What you should do
Transcribe exactly the lines from the one holding "the dark storm" to the end of the data below, including both of those lines and no others.

**** Given data ****

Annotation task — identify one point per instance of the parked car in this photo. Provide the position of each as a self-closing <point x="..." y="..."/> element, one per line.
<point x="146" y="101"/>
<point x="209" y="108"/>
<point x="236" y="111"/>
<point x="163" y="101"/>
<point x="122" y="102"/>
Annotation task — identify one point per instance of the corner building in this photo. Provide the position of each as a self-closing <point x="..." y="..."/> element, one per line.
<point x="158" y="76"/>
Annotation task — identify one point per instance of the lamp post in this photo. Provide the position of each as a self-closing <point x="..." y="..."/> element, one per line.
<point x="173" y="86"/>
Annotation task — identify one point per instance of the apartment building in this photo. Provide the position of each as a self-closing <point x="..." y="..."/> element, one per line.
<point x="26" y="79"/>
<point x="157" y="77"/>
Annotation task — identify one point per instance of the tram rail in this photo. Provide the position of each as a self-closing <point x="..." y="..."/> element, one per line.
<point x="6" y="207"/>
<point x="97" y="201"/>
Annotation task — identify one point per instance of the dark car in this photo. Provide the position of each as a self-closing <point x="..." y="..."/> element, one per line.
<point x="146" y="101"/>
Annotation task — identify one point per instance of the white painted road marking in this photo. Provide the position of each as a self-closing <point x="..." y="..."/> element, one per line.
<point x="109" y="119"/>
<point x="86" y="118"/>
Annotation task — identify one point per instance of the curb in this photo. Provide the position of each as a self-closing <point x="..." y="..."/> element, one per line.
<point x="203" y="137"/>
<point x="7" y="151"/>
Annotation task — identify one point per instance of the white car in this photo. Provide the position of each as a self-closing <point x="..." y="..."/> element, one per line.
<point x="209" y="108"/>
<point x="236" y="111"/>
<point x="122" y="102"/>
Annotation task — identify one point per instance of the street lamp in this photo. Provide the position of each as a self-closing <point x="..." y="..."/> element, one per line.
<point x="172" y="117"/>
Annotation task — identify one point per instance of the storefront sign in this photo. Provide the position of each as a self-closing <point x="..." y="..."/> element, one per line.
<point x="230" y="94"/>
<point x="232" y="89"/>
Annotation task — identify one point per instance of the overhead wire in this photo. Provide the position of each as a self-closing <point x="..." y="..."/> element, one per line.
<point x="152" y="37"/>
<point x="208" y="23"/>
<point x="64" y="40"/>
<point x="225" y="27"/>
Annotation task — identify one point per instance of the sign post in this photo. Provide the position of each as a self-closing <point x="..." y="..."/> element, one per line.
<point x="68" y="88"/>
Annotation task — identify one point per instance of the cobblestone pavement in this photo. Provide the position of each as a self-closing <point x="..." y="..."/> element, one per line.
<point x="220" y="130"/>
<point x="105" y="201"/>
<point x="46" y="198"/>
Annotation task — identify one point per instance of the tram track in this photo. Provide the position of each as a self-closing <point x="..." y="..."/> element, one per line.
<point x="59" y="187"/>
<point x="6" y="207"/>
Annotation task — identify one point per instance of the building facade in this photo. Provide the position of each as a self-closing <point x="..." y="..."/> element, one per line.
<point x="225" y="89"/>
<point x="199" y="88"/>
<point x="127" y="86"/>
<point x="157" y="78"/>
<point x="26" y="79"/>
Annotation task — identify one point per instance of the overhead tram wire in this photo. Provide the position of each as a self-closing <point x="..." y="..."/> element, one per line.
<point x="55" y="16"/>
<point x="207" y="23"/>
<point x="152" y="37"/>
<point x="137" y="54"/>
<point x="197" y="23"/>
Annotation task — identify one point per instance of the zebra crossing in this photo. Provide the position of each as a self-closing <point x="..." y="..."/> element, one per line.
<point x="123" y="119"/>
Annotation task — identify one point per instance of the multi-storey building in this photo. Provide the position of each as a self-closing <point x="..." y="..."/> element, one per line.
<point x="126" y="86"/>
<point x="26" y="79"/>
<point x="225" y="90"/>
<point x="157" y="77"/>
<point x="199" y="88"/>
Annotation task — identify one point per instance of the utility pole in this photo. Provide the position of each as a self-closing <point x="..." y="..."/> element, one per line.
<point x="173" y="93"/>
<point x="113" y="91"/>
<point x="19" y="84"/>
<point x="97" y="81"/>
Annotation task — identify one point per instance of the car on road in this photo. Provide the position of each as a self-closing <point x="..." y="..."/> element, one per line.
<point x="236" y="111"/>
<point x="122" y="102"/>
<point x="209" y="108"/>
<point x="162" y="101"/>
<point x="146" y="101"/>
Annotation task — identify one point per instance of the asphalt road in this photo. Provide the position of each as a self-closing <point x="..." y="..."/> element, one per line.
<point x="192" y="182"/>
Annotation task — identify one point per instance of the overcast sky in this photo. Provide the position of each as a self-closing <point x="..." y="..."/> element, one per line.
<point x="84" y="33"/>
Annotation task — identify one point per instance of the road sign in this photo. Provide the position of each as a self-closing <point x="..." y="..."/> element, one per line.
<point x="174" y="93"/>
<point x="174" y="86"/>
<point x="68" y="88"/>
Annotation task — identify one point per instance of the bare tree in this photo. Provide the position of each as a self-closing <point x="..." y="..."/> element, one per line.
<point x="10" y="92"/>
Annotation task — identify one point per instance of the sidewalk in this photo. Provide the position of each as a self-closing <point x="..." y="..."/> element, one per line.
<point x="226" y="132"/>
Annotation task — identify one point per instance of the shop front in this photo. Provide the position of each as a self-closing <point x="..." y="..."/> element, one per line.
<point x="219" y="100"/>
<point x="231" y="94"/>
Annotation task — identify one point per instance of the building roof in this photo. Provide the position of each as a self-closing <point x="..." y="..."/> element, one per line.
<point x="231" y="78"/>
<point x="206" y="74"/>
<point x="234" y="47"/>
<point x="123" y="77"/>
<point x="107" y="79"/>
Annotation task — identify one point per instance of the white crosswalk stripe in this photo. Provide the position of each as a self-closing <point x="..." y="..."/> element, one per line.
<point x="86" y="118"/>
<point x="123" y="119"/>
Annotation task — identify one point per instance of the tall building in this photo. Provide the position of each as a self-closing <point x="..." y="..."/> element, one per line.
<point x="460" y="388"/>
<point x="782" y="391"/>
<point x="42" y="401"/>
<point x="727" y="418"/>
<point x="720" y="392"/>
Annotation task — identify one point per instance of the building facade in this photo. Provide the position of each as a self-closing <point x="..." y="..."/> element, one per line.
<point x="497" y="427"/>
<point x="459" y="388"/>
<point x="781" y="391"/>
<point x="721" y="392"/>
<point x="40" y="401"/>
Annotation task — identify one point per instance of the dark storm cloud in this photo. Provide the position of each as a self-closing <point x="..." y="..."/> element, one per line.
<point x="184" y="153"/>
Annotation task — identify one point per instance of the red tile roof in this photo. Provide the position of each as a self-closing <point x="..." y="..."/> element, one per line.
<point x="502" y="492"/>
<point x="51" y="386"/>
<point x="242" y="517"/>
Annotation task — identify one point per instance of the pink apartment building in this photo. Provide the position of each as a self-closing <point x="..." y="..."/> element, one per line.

****

Answer
Annotation task — identify one point per instance of the dark storm cloud in this photo. Provide the position of each as a self-closing <point x="..." y="..."/> element, one per line.
<point x="184" y="153"/>
Annotation task — identify one point per instance of the red tile roof in this photo. Provide the position of each as a self-closing <point x="..." y="..."/> element, one per line.
<point x="502" y="492"/>
<point x="51" y="386"/>
<point x="242" y="517"/>
Annotation task — identify one point per instance of the pink apartment building in this photo. Provide the position of each as a self-closing <point x="..." y="..."/> element, one per line.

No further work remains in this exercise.